CONSIGNE: Reprenez le texte sur l'héroïsme et le poème babylonien Enûma elish là où il s'arrête, et poursuivez-le.

Avancez, avancez, avancez… la
mort est débordée et
ne supporte pas d’attendre. »[1] « Pourquoi
veux-tu que nous détruisions, de nous-mêmes, ce
que nous avons fabriqué ? Oui,
leur comportement est odieux, soyons
patients et tolérants ! » Cet extrait figure
dans le poème babylonien de la Genèse (Enûma elish), lors de la réponse
de Ti’āmat[2] à son compagnon et mari
Apsû[3],
qui l’incitait à anéantir les dieux, leurs enfants, tant il était dérangé
par leurs jeux et leur conduite. C’est dans ce poème
en particulier (selon les connaissances actuelles) qu’on trouve la mention du
premier héros, Marduk, qui était « le plus grand » et « dont
les membres étaient gigantesques ». Après sa naissance, la tolérance de
la mère Ti’āmat s’appellera désormais passivité. Son parti pris de
patience et de calme se transformera alors en agressivité et elle commencera à
se préparer pour la guerre, dont elle sortira, selon la terminologie de l’héroïsme,
vaincue. Elle sera alors coupée en deux par Marduk, « le dieu-héros aux
cinquante noms ». Dans cette épopée,
Marduk dit à son père Anshar : « Je
veux aller réaliser tout ce que tu désires. Quel
mâle, jusqu’à maintenant, s’est-il
jeté dans le combat pour toi ? » Nous sommes au
sein d’un jeu hérité. Nous avons derrière nous environ quatre mille ans
d’histoire d’héroïsme masculin, généralement écrite par les hommes. Et
devant nous, à différents niveaux, une nouvelle conscience est en train de
percer, qui incite à découvrir les potentialités de l’autre aspect,
l’aspect féminin. Dans cette cavalcade humaine qui avance vers un gouffre
assuré si elle continue à s’appuyer sur ses monuments « les plus hauts
et les plus glorieux », les plus puissants et les plus sacrilèges par
rapport à la plus simple et la plus profonde loi de la Nature, son droit à la
Vie, non à la mort, notre droit à la Vie, non à la mort. Nous sommes au
sein d’un jeu hérité. Nous avons beaucoup de héros dans notre mémoire
collective, beaucoup de héros dans nos armées, beaucoup de héros sur nos
estrades politiques, beaucoup de héros dans une économie qui tend à se
concentrer autour du plus capable, du plus audacieux et du plus roublard. Nous avons des
arsenaux nucléaires qui suffisent pour détruire vingt fois la planète et des
proverbes « moraux » qui suffisent pour dissimuler l’être humain
à lui-même. Nous avons un
homme « faible et marginalisé » qui porte le cadavre de sa petite
fille avec l’orgueil du héros et une femme « faible et marginalisée »

DONNÉES SOURCES:
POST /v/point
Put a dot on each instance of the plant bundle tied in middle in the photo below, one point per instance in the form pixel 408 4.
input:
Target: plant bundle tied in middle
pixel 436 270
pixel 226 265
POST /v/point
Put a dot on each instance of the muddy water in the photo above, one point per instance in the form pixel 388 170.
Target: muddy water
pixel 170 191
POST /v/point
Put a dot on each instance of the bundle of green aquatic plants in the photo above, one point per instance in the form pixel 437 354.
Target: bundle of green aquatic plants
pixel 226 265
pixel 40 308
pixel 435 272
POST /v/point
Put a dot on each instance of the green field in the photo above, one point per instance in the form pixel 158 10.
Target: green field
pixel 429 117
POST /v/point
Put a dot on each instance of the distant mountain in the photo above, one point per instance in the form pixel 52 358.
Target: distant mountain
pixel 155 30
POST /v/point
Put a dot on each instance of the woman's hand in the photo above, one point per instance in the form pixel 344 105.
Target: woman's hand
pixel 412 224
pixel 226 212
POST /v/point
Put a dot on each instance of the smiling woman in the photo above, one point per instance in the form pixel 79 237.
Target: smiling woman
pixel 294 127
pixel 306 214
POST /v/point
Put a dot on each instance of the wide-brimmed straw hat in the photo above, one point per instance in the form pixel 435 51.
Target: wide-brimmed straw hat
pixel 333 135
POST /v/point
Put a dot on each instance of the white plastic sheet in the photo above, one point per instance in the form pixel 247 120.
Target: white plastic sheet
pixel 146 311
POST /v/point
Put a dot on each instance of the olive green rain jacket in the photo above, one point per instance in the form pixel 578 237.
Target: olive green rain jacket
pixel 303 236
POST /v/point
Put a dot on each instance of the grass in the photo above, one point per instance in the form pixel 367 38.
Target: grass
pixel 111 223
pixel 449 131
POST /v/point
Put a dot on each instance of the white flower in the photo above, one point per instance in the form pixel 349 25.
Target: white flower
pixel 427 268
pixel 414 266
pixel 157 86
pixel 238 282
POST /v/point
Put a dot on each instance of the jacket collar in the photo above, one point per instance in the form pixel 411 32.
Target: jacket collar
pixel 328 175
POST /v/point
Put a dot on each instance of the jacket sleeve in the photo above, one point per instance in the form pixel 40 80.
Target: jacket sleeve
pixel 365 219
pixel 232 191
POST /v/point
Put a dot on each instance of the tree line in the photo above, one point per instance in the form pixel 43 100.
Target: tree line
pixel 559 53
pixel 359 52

RÉPONSE ATTENDUE:
qui se dresse avec l’inflexibilité du héros pour prononcer un discours
enthousiaste qui glorifie la victoire et proscrit les traîtres. Non, « nous
n’avons pas besoin d’autres héros »[4]. Le héros a
vieilli… Et il a maintenant besoin de mains tendres, indulgentes, qui lavent
ses blessures et effacent le sang coagulé et encore chaud accroché à son
corps. Et puis, lui aménagent un lieu convenable pour l’enterrement. Dans la culture de
l’héroïsme, la vie se transforme en un but à atteindre, comme si elle n’était
pas présente, ici et maintenant ! Le combat y est la seule et unique voie ;
et la formule « moi ou l’autre », la plus haute devise. Dans la culture de
l’héroïsme il n’y a pas de place pour le compromis : c’est un signe
de faiblesse féminine qui contredit les célèbres « principes ».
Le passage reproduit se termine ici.